→ **PASSAGE PROVIDED**
--

Where did it go? In some cases, radio stations have seen national ad dollars shift to stations that sell the younger 18-49 demo. In 2000, 17.5% of ad dollars went to such stations, but last year that figure jumped to 19.3%. This trend was most pronounced in the young-skewing markets of Houston, Los Angeles, and San Diego. On the flipside, Cleveland, where the average age is 46, was still the most reliant on 25-54 buys.

However, facing an aging Baby Boomer population advertisers are also looking to extend their marketing efforts to older demos. Dollars allocated toward demos such as 35-64 and 35-plus were up a full percentage point in 2001, accounting for 9% of the national spot revenues in radio.

Yet, there still exists a gap between black listening and the amount of dollars that go to stations targeting African-Americans. According to Interep’s analysis, the only demos that took fewer national advertising dollars than black radio were those stations targeting the geriatric set (50-plus) and stations that declined to refine their demo beyond a broad “adult 18 to 54.”

--

→ **TASK PROMPT**
Retype the stretch of the radio advertising passage from "Where did it" through "revenues in radio." word for word.

Data records

--

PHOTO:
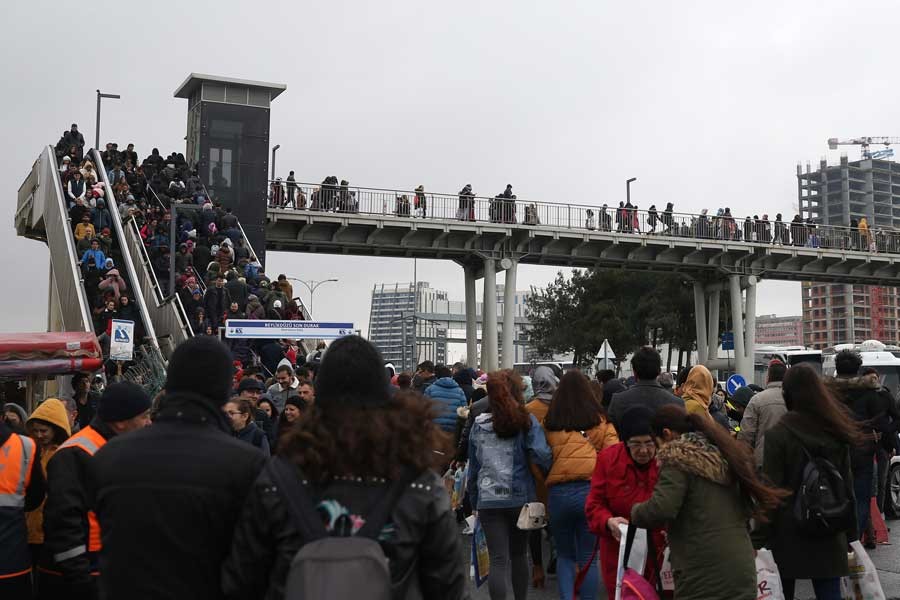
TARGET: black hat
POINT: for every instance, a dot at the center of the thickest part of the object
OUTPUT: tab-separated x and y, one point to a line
201	366
122	401
250	383
352	375
635	421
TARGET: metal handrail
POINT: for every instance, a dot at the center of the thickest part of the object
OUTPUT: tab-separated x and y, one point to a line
523	213
65	230
160	298
126	256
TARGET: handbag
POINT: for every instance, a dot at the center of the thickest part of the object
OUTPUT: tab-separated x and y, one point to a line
532	516
633	585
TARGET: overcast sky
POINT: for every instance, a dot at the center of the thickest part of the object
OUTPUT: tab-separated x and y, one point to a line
708	104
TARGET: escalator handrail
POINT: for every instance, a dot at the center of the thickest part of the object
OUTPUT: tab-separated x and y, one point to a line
83	304
157	290
126	255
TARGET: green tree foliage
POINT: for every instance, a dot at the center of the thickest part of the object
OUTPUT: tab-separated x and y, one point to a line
629	308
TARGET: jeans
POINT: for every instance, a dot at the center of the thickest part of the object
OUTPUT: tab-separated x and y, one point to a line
574	541
506	546
862	488
825	589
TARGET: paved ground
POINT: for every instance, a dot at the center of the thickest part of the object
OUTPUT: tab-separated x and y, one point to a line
886	559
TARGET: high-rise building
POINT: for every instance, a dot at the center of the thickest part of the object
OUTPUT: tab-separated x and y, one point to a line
840	195
410	323
772	330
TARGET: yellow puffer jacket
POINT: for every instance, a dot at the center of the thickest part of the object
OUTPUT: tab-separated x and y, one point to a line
54	412
575	454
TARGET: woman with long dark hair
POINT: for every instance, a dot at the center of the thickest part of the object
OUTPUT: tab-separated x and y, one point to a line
576	431
357	444
816	425
502	444
707	492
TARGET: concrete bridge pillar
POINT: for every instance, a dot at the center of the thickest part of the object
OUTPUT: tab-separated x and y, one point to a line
471	320
509	314
489	317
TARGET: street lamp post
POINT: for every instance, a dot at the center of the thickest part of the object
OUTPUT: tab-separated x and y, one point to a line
312	285
274	150
100	96
628	189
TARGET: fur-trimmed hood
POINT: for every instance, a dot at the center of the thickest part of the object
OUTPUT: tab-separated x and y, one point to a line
844	384
694	454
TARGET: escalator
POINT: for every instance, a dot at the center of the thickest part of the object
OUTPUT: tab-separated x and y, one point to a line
166	313
42	214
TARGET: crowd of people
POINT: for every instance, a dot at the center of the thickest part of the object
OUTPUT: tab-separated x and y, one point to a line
334	196
217	276
245	477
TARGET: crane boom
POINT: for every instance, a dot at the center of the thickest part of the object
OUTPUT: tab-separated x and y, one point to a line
864	142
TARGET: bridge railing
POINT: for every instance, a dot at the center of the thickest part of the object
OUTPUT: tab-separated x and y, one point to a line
413	204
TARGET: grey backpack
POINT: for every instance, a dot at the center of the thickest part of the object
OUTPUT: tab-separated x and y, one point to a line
336	567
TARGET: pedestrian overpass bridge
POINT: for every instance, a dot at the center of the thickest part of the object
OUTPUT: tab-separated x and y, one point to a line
484	235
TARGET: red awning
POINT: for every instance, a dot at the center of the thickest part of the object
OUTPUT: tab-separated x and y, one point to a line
38	347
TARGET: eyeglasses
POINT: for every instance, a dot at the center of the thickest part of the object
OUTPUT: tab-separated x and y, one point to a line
641	445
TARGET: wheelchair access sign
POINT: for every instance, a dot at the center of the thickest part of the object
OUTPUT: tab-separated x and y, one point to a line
121	345
311	330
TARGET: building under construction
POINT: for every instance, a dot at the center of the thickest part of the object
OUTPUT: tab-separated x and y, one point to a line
842	195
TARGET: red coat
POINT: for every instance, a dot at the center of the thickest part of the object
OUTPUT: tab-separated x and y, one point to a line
616	485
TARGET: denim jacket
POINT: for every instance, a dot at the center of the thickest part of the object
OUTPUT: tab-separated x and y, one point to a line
499	473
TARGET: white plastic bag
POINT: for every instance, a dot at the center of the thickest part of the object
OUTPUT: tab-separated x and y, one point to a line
636	560
863	582
768	581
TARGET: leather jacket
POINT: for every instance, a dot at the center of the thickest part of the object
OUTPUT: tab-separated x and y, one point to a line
425	553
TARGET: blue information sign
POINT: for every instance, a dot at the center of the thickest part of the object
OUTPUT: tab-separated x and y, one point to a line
727	340
734	383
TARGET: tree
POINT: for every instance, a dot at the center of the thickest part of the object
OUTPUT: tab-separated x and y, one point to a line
629	308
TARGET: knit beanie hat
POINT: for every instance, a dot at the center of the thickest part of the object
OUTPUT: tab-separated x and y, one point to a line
201	366
351	375
122	401
635	421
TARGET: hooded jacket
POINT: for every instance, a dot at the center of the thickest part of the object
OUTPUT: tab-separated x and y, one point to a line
860	396
575	452
697	390
54	412
165	487
447	396
499	474
799	556
697	497
543	383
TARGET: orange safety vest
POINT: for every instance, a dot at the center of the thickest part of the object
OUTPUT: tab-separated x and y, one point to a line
16	458
16	461
89	440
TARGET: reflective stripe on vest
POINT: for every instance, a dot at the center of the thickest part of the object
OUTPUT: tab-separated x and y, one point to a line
16	460
89	440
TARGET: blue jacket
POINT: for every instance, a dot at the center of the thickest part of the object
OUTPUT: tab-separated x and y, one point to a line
499	473
448	396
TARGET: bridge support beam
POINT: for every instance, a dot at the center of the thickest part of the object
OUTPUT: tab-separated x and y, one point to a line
489	317
471	320
509	317
700	322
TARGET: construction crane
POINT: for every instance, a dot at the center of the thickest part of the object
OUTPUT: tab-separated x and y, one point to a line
864	142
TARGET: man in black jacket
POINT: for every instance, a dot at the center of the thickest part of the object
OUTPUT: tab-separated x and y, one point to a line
860	396
168	497
71	534
647	365
216	302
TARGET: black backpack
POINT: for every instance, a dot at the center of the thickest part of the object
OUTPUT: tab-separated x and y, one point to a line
822	506
334	566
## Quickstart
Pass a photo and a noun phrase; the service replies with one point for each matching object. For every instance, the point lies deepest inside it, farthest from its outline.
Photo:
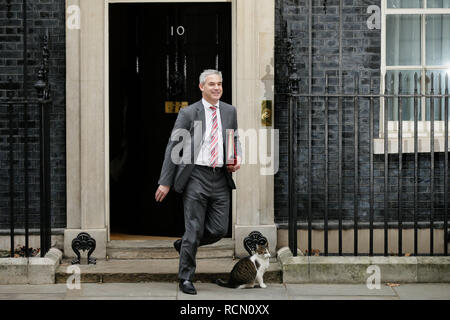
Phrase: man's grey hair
(207, 73)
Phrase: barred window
(415, 41)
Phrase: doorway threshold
(123, 236)
(163, 249)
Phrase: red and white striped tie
(213, 146)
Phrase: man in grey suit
(203, 176)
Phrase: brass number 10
(179, 30)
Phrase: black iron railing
(382, 111)
(20, 138)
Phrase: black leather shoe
(187, 287)
(177, 245)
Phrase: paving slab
(155, 270)
(120, 298)
(32, 296)
(31, 288)
(315, 290)
(210, 291)
(344, 298)
(425, 291)
(126, 290)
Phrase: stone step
(163, 249)
(161, 270)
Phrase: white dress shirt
(205, 153)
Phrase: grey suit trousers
(206, 201)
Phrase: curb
(316, 269)
(33, 270)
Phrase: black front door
(157, 52)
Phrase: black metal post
(292, 150)
(325, 238)
(310, 129)
(43, 88)
(356, 166)
(371, 190)
(11, 174)
(386, 168)
(446, 169)
(416, 163)
(400, 164)
(25, 120)
(432, 166)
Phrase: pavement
(209, 291)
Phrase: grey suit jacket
(176, 174)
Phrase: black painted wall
(43, 16)
(361, 49)
(361, 54)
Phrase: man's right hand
(161, 193)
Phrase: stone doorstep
(156, 270)
(35, 270)
(312, 269)
(163, 249)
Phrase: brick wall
(361, 49)
(43, 16)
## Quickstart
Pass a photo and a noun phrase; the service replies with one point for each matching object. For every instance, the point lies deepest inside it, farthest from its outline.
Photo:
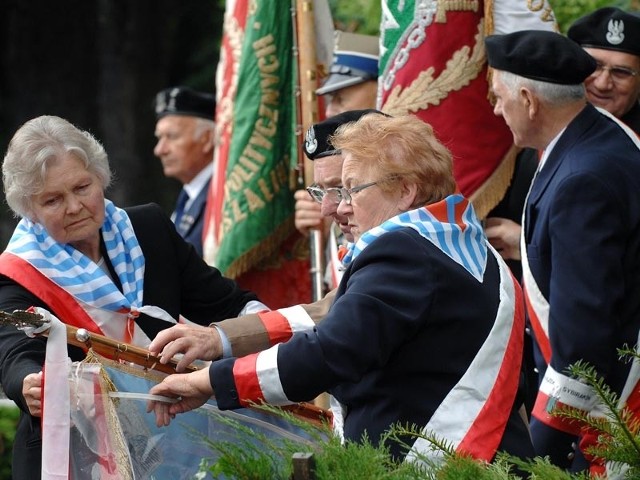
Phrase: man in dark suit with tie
(186, 138)
(581, 234)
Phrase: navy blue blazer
(582, 234)
(191, 225)
(414, 320)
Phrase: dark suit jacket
(582, 234)
(191, 226)
(176, 279)
(405, 326)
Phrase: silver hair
(552, 93)
(33, 146)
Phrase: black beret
(316, 142)
(185, 101)
(609, 28)
(540, 55)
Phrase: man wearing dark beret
(581, 231)
(252, 333)
(186, 137)
(612, 37)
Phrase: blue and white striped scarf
(78, 274)
(458, 233)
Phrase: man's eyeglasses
(618, 74)
(346, 193)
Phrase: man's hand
(193, 341)
(308, 213)
(191, 389)
(32, 393)
(504, 235)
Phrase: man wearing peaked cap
(612, 37)
(186, 132)
(540, 55)
(580, 236)
(352, 81)
(351, 85)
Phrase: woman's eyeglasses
(336, 194)
(617, 74)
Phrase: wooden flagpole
(305, 38)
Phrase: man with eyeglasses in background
(254, 332)
(612, 37)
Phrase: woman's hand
(191, 389)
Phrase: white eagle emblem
(310, 142)
(615, 33)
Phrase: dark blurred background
(99, 64)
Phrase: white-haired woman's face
(71, 205)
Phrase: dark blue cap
(185, 101)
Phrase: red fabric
(246, 378)
(484, 437)
(277, 326)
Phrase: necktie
(180, 204)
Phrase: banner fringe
(265, 249)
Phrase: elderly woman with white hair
(427, 325)
(125, 274)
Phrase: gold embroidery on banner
(235, 36)
(426, 90)
(543, 7)
(445, 6)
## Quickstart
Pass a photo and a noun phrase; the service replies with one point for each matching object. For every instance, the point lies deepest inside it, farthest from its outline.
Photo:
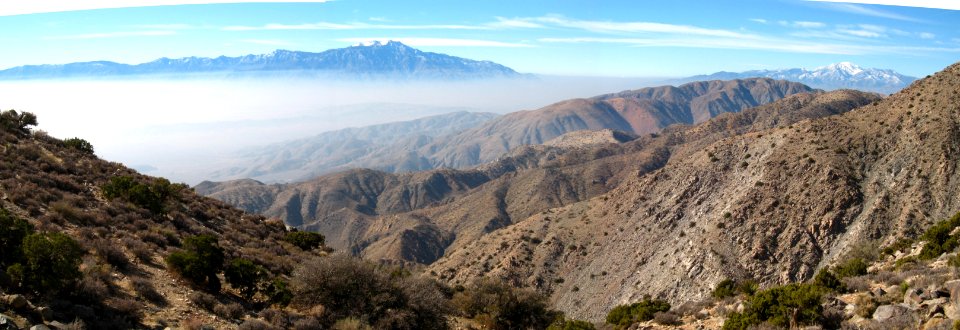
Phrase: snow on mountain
(834, 76)
(375, 60)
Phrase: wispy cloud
(803, 24)
(122, 34)
(941, 4)
(860, 33)
(866, 11)
(448, 42)
(514, 23)
(768, 44)
(11, 8)
(351, 26)
(172, 26)
(637, 27)
(266, 42)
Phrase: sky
(565, 37)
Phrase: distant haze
(181, 127)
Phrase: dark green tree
(200, 261)
(17, 122)
(304, 240)
(245, 276)
(79, 144)
(51, 263)
(12, 232)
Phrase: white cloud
(940, 4)
(513, 23)
(123, 34)
(638, 27)
(769, 44)
(448, 42)
(266, 42)
(861, 33)
(803, 24)
(349, 26)
(861, 10)
(21, 7)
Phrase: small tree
(12, 232)
(304, 240)
(79, 144)
(245, 276)
(51, 263)
(200, 261)
(13, 121)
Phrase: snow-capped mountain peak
(842, 67)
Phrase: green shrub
(150, 196)
(850, 268)
(18, 123)
(12, 232)
(278, 292)
(724, 289)
(51, 263)
(779, 306)
(562, 323)
(245, 276)
(826, 279)
(500, 306)
(79, 144)
(624, 315)
(199, 261)
(305, 240)
(938, 239)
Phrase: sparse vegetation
(644, 310)
(305, 240)
(200, 261)
(781, 307)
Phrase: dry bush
(193, 323)
(203, 300)
(857, 283)
(111, 253)
(232, 311)
(666, 318)
(146, 290)
(254, 324)
(308, 323)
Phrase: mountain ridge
(377, 60)
(834, 76)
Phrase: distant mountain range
(376, 60)
(475, 141)
(835, 76)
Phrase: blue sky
(596, 38)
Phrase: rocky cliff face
(419, 217)
(773, 205)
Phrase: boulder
(15, 301)
(46, 313)
(912, 297)
(953, 288)
(887, 312)
(7, 323)
(936, 323)
(878, 292)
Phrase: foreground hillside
(422, 216)
(773, 206)
(469, 142)
(90, 244)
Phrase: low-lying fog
(183, 128)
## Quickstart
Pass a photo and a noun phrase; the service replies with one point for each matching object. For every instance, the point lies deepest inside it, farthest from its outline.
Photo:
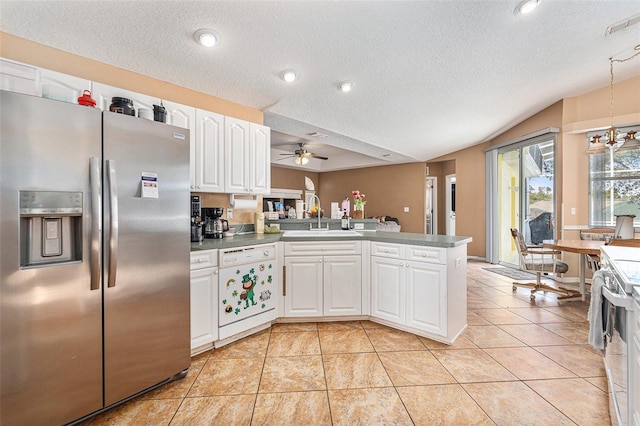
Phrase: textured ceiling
(430, 77)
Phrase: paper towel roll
(241, 204)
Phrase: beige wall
(19, 49)
(282, 177)
(387, 188)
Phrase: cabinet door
(426, 297)
(236, 147)
(342, 285)
(303, 286)
(260, 159)
(387, 289)
(208, 163)
(204, 303)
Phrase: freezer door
(50, 317)
(147, 243)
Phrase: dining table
(583, 248)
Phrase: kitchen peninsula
(411, 282)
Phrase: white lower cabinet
(322, 282)
(425, 295)
(303, 286)
(204, 300)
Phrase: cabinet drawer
(322, 248)
(394, 251)
(426, 254)
(204, 259)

--

→ **EXERCISE SOLUTION**
Where did it go? In some cases, radio stations have seen national ad dollars shift to stations that sell the younger 18-49 demo. In 2000, 17.5% of ad dollars went to such stations, but last year that figure jumped to 19.3%. This trend was most pronounced in the young-skewing markets of Houston, Los Angeles, and San Diego. On the flipside, Cleveland, where the average age is 46, was still the most reliant on 25-54 buys.

However, facing an aging Baby Boomer population advertisers are also looking to extend their marketing efforts to older demos. Dollars allocated toward demos such as 35-64 and 35-plus were up a full percentage point in 2001, accounting for 9% of the national spot revenues in radio.